**Directions for this task**: Extend the passage below on calming a crying baby, picking up right after its last sentence.

**Source passage**:
My two boys love the sound of the vacuum. Several times, when my now-5-year-old was a baby, we just let the vacuum run outside his bedroom door.
I had read about white noise as a soother for babies. So I recorded a few minutes of the fountain in front of the pediatrician's office. Now whenever my son gets a bit fussy, I play it on the home stereo and BAM! Within seconds he calms right down. The sound of my guitar works too, as I used to play a lot while he was in utero.
Sometimes simply opening the front or back door and stepping outside with your baby stops the crying instantly. If it works, savor the moment: Look around, look up at the sky, talk to your baby about the world around your home – whether it's a quiet cul-de-sac or a busy city street.
Like fresh air, warm water can soothe and put a stop to your baby's tears.
For a change from a bath, try holding your baby in your arms under a gently running shower. Don't push it if your baby doesn't like the noise or splashing water, but some babies really take to it. Just make sure your shower is slip-proof.
The movement involved in being carried in your arms or a carrier may be enough. Other ways to get your baby in motion: a rocking chair, swing, or bouncy seat; setting your baby in a car seat on the dryer while it's on (don't walk away, though – the dryer's vibrations can cause the seat to move and fall off!); a ride in the stroller or car.
When my baby has her "evening fussiness" I hold her and bounce on an exercise ball. This soothes her to sleep and I get in some exercise and cuddling at the same time.
Most babies love to be touched, so a massage might be just the thing. Don't worry about not knowing the perfect movements — as long as they're gentle and slow, they should bring comfort.
For more tips on soothing a fussy baby, see our article on coping with colic. Even if your baby doesn't have colic, take a look. You'll find strategies that work for all sorts of fussy babies.
If I've tried everything and my son is still crying, I just start over. I take off all his clothes, change his diaper, rub him down with a bit of calming lotion, get him dressed, hold him close, and if he's still crying, feed him. It always seems to work.
Give yourself a break
A crying baby who can't easily be soothed puts a lot of stress on parents. Thankfully, as your baby gets older, he'll be better able to soothe himself and much of the crying will stop.

**Given information**:
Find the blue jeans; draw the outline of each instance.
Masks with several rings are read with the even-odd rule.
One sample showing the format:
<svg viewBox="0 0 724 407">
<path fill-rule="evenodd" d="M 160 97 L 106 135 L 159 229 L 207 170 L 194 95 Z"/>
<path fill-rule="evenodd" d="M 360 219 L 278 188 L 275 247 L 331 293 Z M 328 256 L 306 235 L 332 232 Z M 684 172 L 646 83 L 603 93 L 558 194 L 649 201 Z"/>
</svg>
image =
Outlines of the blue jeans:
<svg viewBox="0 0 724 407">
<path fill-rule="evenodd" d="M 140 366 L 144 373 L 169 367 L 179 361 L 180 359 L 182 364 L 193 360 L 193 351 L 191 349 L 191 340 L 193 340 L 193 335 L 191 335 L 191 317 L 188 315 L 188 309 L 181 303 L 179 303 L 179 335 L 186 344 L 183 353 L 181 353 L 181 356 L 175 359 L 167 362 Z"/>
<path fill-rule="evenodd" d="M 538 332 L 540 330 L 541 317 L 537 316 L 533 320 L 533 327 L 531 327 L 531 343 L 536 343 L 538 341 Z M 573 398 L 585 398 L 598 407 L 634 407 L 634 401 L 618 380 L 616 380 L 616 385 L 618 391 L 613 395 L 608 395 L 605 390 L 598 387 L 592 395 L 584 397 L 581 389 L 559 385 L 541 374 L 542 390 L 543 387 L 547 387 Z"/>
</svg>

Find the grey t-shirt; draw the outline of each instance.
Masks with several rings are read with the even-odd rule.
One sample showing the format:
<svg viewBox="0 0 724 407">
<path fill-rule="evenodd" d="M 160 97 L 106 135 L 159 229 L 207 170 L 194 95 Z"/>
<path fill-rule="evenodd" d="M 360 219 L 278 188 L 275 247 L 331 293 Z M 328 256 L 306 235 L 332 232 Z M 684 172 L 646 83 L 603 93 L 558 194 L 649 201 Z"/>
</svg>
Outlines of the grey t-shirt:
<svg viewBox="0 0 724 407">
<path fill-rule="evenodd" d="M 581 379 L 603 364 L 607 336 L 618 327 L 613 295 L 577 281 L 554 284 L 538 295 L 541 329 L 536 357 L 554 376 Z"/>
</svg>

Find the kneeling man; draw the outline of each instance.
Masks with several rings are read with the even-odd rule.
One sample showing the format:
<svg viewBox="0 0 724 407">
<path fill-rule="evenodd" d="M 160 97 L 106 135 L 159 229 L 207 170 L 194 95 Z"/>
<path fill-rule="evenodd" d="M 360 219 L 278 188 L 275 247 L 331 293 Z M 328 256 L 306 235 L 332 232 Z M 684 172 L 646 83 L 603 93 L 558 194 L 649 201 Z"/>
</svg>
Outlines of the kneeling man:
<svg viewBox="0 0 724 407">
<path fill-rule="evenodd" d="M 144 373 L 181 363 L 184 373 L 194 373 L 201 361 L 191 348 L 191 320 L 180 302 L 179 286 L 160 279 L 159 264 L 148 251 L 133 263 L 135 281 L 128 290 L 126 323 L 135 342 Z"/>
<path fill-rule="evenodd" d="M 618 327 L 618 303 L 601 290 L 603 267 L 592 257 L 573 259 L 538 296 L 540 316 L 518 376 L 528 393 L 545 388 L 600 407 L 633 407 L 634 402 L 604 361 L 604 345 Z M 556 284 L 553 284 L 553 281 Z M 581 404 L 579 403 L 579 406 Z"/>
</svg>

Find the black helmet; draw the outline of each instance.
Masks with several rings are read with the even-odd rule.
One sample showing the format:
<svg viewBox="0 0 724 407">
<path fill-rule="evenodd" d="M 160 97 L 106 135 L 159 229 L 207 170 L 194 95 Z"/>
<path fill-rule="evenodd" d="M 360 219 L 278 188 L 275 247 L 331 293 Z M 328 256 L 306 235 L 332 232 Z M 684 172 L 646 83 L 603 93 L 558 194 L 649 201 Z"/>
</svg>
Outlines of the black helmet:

**Result**:
In the meantime, don't feel guilty about taking care of yourself as well as your baby. It'll make you a more patient and loving parent. When you're reaching your limit, try these tips:
- Put your baby down in a safe place and let him cry for a while.
- Call a friend or relative and ask for advice
- Let someone you trust take over for a while.
- Put on quiet music to distract yourself.
- Take deep breaths.
- Remind yourself that crying in itself won't hurt your baby – and he may just need the release.
- Repeat to yourself, "My baby will outgrow this phase."
- Whatever you do, don't express your frustration by shaking your baby.
I'm a first-time mother. I can handle the sleepless nights and dirty diapers, but the crying can be a bit overwhelming. I've cried with the baby. Sometimes when it gets to be too much, I just step back, take a deep breath, hand the baby over to my husband and tell him it's "me time."
When my son cries for no reason, I try reading books and showing him the pictures. Sometimes he is just gassy and I let him lie on his tummy and it helps. Other times he just needs to cry so I let him cry for five minutes or so and then try soothing him.
I always try to remember what someone once told me: "Sometimes everyone just needs a good cry. How would you feel if you needed to cry and someone wouldn't let you but tried everything to stop your crying." Now I just hold my baby and let him cry. He knows I'm there and he'll stop when he feels better.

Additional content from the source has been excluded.